§ **Records provided**:
---*---

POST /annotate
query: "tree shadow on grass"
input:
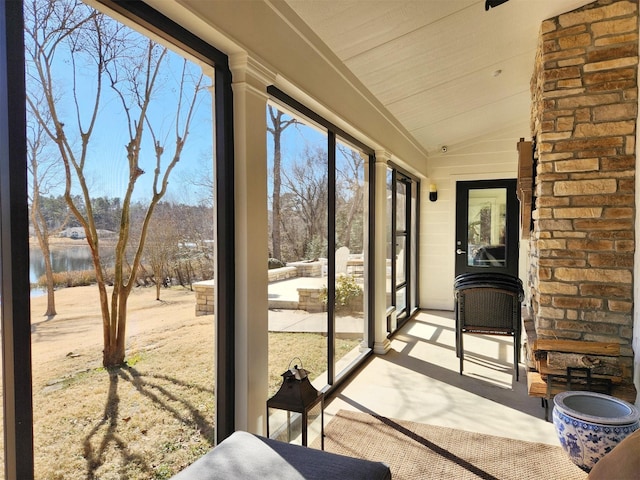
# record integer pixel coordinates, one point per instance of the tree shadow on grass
(160, 396)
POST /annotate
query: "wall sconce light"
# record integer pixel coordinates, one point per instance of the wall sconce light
(493, 3)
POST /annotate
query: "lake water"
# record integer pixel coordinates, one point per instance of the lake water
(63, 259)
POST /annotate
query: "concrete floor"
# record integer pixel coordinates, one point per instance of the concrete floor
(418, 380)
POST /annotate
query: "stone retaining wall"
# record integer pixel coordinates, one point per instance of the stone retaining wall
(282, 273)
(205, 297)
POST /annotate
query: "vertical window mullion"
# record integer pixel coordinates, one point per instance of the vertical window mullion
(14, 251)
(331, 247)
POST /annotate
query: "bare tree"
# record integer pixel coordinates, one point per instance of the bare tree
(131, 67)
(44, 174)
(349, 196)
(307, 182)
(277, 126)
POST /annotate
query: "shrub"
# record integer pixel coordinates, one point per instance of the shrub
(348, 292)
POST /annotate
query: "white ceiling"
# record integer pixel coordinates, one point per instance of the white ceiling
(448, 70)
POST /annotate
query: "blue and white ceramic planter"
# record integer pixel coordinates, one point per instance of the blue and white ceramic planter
(590, 424)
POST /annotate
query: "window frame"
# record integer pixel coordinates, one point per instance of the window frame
(333, 134)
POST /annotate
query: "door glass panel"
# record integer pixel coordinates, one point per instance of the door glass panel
(351, 273)
(297, 157)
(401, 276)
(401, 300)
(389, 232)
(486, 226)
(401, 210)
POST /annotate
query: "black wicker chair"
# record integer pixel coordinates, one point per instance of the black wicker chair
(488, 303)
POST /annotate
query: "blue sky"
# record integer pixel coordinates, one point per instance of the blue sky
(107, 166)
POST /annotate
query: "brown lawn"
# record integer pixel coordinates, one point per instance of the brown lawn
(144, 421)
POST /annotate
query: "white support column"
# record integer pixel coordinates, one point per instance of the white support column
(381, 342)
(251, 234)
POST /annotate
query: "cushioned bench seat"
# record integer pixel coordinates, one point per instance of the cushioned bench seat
(250, 457)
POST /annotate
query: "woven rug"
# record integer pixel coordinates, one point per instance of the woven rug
(418, 451)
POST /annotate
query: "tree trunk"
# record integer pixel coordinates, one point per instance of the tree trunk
(277, 182)
(48, 269)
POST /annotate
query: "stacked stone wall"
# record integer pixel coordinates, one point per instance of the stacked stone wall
(585, 101)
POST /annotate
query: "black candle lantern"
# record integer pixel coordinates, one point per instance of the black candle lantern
(297, 395)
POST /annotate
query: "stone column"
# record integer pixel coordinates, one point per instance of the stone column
(250, 80)
(585, 104)
(379, 275)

---*---

§ **How to complete this task**: Your copy must match the records above exactly, apart from the pictures, which are excluded.

§ **Solved problem**:
POST /annotate
query: "tree shadow on grass"
input:
# record integer pixel coordinates, one point per instance of the tree shadow on grass
(160, 396)
POST /annotate
query: "wall sconce light"
# record integer pixel coordinates, one point per instance of the wall sconce light
(493, 3)
POST /annotate
query: "lake water"
# record integer pixel coordinates, one point per instance of the lake water
(63, 259)
POST /annotate
query: "concrete floor"
# record integer pixel coordinates, one point per instance of the concrete floor
(418, 380)
POST /annotate
query: "stone retaining wall"
# record integer pixel coordinates, one point per instance of the stone retaining wall
(282, 273)
(205, 297)
POST /annotate
query: "vertical window mullion"
# record integer pixel coordinates, one point per instance of the vertical window mullion
(14, 251)
(331, 247)
POST /annotate
query: "bare tree"
# record integer pixel coordinates, one point per instance of the bare tree
(131, 67)
(44, 174)
(349, 196)
(307, 182)
(277, 126)
POST /annotate
query: "shrub"
# record integer pixel coordinates, one point per instance of the shrub
(348, 292)
POST /annotate
query: "white ceiling"
# record integer pixel coordinates, one point per instance of the white ceiling
(448, 70)
POST /annotate
query: "blue and white ceramic planter"
# record integer pixel coordinates, one point per instance of the blue and white ceramic planter
(590, 424)
POST /annotate
query: "window frame"
# record integer pixel coordinates, one point per instance of the window frame
(333, 134)
POST /annotate
query: "door glass panel"
# record integer pixel coordinates, one point per instance of the door glass panel
(351, 273)
(297, 157)
(401, 276)
(401, 300)
(389, 232)
(486, 226)
(401, 210)
POST /annotate
query: "black wicker chair"
# record integer pixel coordinates, one point per instance of the black wicker chair
(488, 303)
POST /annotate
query: "blue sky"
# record integer pixel coordinates, one point per instance of the blue sky
(107, 166)
POST /annotate
query: "brown lawn"
# record integer pixel coordinates, one point per instance of the brown lawn
(144, 421)
POST /annotate
query: "white support column"
# record integer pixel coordinates, one point per instance of the white support column
(381, 342)
(251, 234)
POST /annotate
query: "cushioned bench seat"
# record integer pixel coordinates, one point per instance of the cushioned bench seat
(250, 457)
POST /annotate
query: "woven rug"
# record integer pixel coordinates, one point per instance of the woven rug
(418, 451)
POST /annotate
query: "tree trunk"
# record integer pixel coordinates, one point per instance of the tree trunk
(277, 182)
(48, 269)
POST /annotate
query: "stacked stone wall"
# record integer pixel coordinates, one point per instance of the stacked stone wall
(585, 101)
POST /annotate
query: "black candle lantern"
# record integer pixel coordinates, one point per instance of the black candle lantern
(297, 395)
POST /annotate
query: "stone column"
# record integer pixel coordinates, one point per instance of the stone column
(250, 80)
(585, 104)
(379, 275)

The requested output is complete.